[EXERCISE PROMPT] Return the line containing "of the forest" and all lines after it exactly; stop at the end of the material.

[RAW DATA]
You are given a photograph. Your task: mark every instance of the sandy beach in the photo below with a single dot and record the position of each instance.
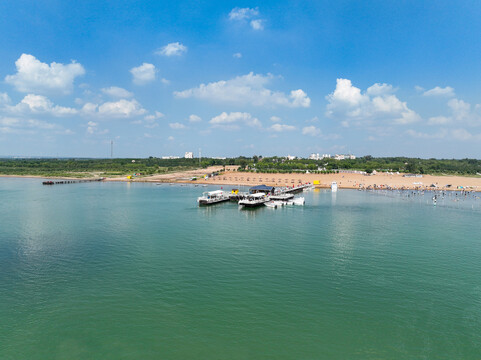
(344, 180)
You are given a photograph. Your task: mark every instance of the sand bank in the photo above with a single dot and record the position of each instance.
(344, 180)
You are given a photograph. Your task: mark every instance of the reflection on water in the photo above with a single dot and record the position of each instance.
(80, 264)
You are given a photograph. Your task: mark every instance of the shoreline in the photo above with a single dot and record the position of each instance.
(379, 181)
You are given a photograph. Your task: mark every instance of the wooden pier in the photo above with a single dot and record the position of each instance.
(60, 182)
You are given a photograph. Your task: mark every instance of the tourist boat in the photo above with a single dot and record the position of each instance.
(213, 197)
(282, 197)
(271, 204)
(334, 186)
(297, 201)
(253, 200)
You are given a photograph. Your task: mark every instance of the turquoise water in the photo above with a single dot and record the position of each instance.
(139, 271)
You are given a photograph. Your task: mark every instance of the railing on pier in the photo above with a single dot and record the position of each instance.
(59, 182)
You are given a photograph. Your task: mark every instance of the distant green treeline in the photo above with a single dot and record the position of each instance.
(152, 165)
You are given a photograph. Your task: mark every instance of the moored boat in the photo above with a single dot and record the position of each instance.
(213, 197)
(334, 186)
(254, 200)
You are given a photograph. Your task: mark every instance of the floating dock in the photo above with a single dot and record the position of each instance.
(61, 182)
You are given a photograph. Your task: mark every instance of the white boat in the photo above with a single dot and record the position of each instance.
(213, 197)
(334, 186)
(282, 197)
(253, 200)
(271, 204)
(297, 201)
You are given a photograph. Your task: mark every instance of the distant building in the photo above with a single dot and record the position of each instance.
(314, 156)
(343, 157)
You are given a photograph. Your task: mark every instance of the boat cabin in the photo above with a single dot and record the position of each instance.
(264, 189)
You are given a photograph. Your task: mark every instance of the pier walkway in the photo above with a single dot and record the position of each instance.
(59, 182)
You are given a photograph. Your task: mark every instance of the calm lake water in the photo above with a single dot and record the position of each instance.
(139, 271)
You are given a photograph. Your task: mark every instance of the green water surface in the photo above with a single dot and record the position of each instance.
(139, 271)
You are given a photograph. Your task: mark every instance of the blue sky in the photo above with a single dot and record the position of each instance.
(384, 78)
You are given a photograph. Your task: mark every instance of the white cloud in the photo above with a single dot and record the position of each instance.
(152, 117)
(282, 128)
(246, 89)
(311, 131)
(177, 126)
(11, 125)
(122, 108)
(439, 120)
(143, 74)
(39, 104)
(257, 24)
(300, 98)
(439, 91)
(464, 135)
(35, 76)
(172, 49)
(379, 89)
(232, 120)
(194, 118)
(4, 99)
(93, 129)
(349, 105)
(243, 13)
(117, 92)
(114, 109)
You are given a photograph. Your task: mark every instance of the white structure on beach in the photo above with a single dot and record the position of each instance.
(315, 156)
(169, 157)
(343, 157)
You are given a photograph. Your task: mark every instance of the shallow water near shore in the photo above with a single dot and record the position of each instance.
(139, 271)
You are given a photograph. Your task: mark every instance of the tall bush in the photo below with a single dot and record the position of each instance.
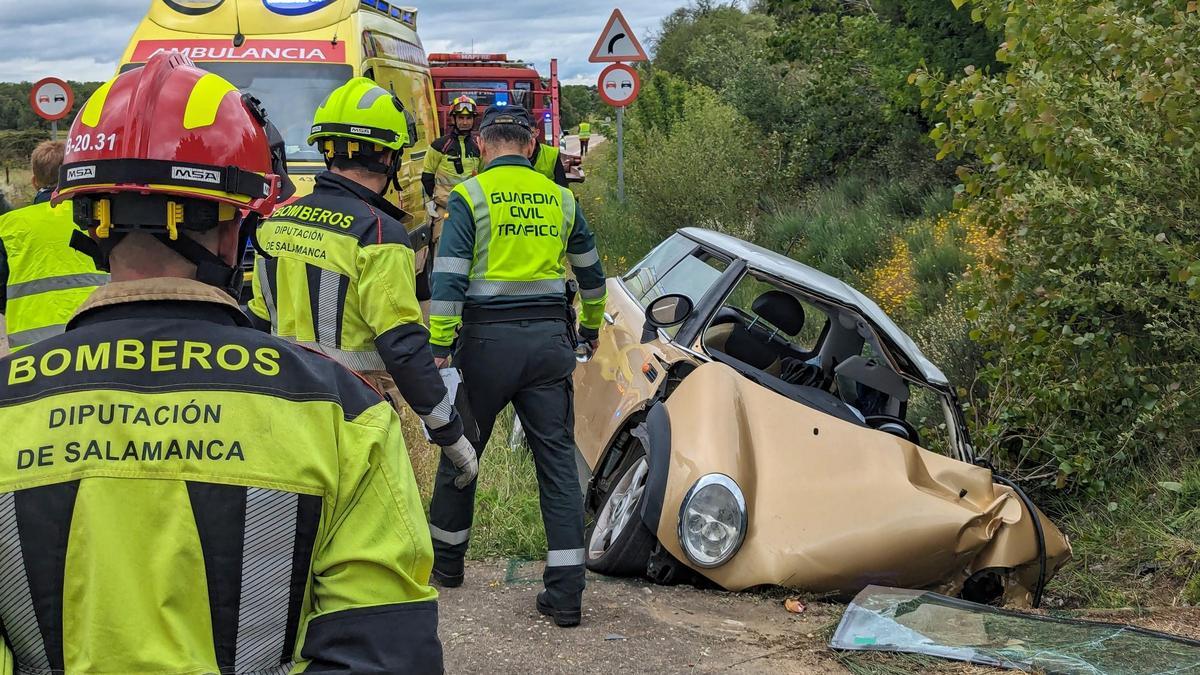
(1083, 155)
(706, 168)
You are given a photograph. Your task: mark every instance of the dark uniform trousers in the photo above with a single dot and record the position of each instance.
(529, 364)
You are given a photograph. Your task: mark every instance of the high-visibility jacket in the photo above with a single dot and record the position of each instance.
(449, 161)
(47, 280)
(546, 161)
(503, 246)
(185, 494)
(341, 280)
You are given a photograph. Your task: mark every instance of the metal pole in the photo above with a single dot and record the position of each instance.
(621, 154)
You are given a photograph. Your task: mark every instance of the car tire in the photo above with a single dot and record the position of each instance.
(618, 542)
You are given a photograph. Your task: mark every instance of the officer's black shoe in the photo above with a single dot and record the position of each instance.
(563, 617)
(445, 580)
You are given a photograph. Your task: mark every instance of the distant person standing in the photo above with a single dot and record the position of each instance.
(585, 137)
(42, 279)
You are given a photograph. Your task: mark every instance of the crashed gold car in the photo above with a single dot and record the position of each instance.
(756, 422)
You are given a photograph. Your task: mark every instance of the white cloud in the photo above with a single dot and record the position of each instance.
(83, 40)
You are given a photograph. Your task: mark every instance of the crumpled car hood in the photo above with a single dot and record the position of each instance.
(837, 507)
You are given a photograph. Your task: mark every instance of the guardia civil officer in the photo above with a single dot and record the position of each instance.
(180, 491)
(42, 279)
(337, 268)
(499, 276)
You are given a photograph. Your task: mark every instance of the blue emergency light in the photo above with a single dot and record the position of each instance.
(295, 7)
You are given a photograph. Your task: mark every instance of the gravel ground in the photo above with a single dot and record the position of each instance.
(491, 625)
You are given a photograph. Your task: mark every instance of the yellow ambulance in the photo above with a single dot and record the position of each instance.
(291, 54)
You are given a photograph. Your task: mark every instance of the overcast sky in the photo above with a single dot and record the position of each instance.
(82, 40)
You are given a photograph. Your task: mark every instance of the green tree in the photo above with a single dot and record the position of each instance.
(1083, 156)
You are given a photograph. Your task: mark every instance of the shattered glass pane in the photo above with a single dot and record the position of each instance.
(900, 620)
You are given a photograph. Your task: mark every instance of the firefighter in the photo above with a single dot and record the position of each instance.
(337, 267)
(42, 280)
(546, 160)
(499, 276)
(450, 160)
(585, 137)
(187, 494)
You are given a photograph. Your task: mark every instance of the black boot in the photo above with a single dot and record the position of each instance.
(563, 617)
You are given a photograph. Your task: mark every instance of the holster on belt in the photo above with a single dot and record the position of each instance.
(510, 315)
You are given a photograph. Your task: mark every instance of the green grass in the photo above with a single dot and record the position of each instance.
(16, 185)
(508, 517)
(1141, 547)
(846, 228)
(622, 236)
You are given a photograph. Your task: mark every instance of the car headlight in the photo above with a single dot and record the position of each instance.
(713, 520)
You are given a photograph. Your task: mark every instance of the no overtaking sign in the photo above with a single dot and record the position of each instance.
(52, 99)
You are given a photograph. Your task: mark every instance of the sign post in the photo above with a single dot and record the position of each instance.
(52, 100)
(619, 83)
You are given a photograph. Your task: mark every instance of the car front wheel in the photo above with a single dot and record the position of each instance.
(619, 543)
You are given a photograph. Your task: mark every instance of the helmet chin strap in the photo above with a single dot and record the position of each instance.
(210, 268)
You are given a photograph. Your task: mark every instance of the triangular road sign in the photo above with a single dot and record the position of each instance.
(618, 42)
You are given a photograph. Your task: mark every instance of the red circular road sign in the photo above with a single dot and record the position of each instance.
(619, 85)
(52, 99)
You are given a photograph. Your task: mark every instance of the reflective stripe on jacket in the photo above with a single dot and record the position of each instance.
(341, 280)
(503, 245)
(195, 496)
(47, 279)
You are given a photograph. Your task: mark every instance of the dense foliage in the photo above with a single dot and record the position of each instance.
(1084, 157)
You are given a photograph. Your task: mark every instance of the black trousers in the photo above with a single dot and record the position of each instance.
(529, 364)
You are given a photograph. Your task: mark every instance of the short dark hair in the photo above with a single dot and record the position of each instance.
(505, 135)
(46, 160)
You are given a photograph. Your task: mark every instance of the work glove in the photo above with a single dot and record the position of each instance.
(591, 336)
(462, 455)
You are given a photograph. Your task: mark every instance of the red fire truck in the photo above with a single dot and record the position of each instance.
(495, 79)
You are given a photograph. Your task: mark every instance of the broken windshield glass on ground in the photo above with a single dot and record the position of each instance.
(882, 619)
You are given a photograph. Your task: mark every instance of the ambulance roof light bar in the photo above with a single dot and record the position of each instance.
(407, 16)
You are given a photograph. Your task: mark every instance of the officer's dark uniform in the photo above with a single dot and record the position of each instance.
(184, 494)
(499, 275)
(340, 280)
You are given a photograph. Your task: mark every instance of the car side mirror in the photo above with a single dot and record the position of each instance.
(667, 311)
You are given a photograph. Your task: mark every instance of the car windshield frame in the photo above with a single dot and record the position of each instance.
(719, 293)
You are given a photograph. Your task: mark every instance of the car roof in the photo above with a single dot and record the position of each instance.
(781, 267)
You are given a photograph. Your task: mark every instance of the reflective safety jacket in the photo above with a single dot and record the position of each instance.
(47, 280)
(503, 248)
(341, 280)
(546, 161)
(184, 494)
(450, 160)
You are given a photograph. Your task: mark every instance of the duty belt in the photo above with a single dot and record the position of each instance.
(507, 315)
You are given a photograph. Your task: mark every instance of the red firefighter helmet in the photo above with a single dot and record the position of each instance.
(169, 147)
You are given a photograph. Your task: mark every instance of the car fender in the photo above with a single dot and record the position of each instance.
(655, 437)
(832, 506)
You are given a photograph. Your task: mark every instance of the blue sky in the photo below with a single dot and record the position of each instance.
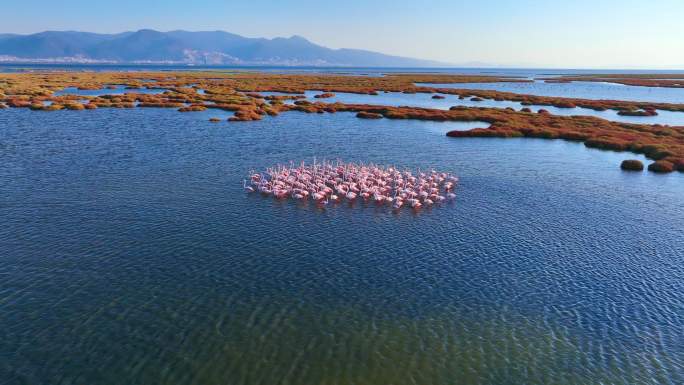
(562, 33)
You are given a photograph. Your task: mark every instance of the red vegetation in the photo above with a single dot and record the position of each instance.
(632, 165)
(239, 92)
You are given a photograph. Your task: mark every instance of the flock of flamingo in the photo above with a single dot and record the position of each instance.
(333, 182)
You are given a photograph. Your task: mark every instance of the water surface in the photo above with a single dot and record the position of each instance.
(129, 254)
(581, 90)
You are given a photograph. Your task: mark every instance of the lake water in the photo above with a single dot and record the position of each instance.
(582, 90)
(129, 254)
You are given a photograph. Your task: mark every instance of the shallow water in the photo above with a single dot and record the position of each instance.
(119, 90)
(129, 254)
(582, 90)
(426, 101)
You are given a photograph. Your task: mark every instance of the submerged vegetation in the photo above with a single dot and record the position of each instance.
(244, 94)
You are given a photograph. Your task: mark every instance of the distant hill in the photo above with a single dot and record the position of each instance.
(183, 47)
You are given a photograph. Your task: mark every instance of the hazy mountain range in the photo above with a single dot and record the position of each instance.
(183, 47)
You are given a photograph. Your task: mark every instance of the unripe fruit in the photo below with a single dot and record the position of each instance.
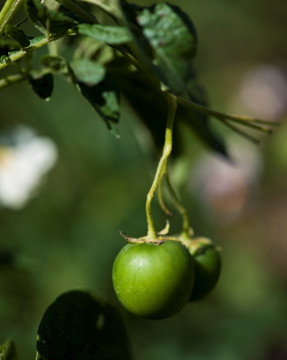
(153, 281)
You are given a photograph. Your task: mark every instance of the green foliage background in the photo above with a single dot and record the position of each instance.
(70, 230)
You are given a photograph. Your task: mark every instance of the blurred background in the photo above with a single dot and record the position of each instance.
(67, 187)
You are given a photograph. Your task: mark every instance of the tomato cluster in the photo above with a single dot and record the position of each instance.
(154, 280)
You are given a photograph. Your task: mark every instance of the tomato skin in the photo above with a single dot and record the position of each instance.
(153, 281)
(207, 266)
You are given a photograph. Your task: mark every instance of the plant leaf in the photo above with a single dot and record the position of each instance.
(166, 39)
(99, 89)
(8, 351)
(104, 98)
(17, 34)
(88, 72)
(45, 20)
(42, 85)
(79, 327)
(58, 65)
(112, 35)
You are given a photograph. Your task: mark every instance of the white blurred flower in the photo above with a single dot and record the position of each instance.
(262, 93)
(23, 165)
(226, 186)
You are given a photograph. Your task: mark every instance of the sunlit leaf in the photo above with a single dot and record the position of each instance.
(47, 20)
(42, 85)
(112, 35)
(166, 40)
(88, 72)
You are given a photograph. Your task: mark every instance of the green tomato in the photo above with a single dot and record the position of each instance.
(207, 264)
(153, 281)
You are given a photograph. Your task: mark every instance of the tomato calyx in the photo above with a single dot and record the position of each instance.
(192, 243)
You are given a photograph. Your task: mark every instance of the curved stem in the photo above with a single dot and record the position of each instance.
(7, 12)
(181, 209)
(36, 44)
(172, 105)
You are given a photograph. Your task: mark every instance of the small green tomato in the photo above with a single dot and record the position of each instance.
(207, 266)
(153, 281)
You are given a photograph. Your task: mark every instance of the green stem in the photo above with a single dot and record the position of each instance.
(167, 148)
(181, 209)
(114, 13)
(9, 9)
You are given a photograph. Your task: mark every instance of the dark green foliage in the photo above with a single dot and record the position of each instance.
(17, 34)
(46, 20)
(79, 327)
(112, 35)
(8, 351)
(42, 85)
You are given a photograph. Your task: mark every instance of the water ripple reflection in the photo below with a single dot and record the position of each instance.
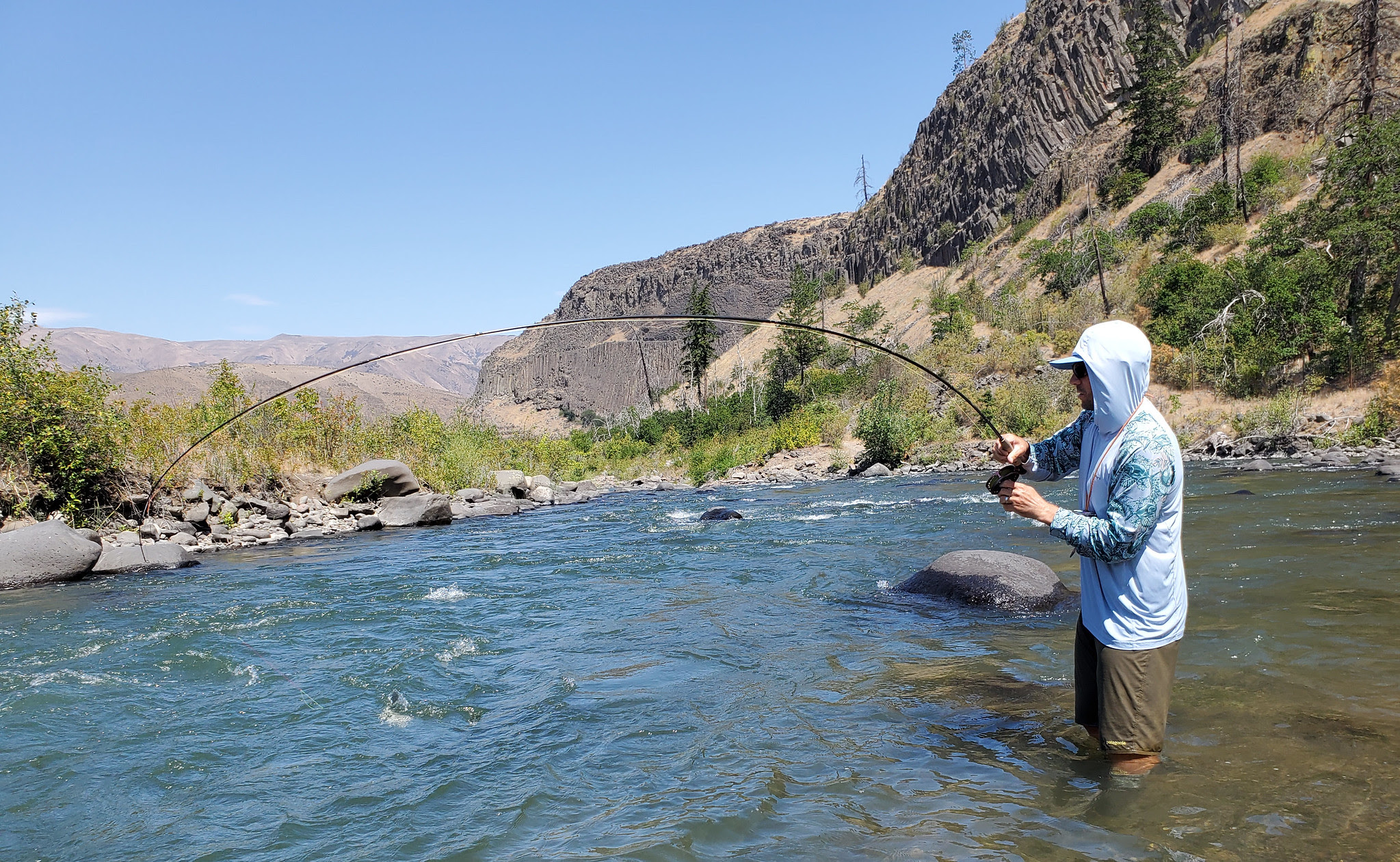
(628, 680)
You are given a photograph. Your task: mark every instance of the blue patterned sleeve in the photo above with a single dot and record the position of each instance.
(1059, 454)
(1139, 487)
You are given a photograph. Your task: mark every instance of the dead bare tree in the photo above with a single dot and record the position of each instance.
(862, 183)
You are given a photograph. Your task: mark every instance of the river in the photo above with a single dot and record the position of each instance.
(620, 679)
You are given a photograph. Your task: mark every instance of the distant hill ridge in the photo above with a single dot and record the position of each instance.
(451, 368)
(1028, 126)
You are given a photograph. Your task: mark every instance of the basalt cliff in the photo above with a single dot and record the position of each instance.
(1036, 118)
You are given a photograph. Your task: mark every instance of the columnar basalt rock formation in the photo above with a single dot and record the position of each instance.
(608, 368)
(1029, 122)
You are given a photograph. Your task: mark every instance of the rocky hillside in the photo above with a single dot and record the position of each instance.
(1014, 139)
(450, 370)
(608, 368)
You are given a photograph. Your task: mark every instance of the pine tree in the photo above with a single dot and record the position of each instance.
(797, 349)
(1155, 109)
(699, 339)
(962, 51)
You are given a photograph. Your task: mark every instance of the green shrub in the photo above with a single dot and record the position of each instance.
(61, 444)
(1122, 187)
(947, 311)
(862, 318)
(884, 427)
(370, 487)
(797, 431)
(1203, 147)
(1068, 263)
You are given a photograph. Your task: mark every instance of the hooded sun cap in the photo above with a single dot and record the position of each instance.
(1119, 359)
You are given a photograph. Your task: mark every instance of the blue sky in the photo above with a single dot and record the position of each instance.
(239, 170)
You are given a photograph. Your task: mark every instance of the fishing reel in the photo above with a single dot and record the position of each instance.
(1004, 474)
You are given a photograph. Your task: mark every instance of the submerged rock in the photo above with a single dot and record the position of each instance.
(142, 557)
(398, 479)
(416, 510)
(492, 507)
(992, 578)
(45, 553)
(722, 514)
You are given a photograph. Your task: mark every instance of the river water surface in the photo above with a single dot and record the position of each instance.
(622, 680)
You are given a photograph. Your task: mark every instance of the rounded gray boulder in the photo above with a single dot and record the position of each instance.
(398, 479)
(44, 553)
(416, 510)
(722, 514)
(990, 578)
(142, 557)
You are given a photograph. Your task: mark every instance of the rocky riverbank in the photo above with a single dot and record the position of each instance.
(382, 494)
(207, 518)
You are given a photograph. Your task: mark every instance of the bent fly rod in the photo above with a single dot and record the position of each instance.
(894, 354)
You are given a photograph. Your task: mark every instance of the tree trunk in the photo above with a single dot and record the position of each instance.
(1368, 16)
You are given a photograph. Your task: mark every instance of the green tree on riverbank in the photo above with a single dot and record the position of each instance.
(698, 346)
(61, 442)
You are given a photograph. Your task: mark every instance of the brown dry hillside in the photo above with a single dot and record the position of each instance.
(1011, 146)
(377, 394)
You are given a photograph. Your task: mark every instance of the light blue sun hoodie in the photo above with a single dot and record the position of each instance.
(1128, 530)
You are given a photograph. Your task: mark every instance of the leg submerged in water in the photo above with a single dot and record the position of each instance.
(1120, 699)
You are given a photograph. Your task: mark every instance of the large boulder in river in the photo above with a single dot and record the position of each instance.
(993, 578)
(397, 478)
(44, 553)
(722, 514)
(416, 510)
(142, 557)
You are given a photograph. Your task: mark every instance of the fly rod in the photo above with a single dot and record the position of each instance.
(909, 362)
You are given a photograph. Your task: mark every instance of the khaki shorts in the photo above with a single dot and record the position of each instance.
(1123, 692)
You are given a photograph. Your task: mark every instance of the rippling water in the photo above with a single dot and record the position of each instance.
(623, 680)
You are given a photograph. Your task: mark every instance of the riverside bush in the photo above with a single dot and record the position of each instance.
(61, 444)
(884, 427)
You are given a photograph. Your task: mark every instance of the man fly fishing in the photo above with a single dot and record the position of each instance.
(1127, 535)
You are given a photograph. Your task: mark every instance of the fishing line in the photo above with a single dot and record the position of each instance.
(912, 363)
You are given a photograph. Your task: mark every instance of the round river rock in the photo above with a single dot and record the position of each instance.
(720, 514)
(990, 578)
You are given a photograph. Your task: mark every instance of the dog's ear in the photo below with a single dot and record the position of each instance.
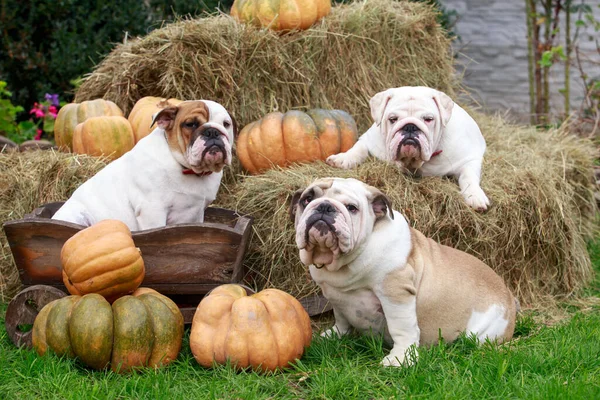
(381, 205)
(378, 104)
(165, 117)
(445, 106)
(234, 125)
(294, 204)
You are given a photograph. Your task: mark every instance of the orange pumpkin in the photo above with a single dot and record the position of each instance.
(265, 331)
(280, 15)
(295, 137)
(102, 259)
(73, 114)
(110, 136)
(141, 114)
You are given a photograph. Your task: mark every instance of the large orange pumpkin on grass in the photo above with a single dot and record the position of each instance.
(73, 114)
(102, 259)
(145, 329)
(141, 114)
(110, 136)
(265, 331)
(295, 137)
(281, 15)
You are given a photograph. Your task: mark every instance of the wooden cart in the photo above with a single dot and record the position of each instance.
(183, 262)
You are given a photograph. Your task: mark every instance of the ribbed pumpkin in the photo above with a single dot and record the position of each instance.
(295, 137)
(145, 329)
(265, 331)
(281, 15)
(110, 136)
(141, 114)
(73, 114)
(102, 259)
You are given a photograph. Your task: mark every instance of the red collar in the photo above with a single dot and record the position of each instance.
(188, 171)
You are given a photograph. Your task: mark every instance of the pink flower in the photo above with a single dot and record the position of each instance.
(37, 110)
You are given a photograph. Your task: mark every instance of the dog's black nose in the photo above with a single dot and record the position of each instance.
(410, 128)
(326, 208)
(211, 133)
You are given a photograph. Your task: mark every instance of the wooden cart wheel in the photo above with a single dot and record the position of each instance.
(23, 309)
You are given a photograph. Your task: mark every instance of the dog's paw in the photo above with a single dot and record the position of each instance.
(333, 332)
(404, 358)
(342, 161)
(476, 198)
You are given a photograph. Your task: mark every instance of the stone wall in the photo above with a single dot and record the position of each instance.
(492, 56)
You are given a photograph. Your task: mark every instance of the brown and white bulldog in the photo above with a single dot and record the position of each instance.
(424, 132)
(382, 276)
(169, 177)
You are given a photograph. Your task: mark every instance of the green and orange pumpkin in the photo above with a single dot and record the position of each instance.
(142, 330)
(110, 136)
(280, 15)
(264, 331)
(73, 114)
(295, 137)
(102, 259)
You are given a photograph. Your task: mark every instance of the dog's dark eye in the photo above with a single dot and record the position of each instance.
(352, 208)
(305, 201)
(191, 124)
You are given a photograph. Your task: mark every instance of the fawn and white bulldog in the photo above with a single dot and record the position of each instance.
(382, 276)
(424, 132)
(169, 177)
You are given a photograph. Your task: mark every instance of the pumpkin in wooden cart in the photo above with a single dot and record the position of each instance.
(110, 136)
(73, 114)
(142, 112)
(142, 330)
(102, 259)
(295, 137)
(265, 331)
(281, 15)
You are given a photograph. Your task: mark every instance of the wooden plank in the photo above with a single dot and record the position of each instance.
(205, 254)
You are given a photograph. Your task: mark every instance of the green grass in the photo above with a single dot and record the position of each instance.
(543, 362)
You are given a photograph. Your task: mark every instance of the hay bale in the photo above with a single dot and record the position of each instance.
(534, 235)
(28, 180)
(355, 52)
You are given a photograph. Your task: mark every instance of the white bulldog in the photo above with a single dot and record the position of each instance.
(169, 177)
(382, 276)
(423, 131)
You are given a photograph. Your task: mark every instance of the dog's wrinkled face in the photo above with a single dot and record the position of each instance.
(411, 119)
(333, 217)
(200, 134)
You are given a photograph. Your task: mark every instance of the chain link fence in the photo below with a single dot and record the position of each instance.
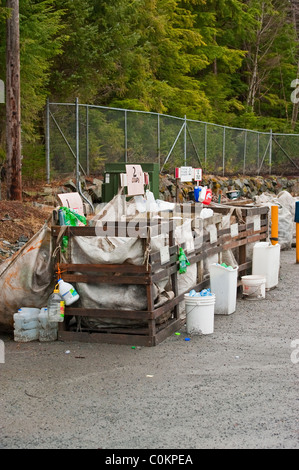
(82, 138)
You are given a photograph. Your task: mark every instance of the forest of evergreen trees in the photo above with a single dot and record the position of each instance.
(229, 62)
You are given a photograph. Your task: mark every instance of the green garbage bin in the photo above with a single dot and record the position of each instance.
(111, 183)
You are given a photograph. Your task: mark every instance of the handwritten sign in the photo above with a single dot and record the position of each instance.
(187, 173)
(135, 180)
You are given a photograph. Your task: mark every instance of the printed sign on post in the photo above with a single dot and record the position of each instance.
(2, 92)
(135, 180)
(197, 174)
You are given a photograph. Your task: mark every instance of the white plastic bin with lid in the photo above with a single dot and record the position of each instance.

[EXERCISE OUTPUT]
You are given a photograph. Your task: mark every instance of the forest of evergreen trees in the photo above with a single dot and record the position of each instance.
(229, 62)
You are given a photograph. Your task: mark every instance of the green garbage bin in the photo above with a single dot and record the position of each instance.
(111, 183)
You are given a photograph. Your task: mark every instance of the handwritten sign in the photo above with a single dot and record the position of each instance.
(187, 173)
(135, 180)
You are given a photograph. Your task: mark every instance of the printed sign on post in the photo above with a single dot and record the position of each instance.
(2, 92)
(135, 180)
(197, 174)
You are given a photograph. Your task: mark every instance of the white plastic bin with lid in the photo above with a single dot and record the position of each instance.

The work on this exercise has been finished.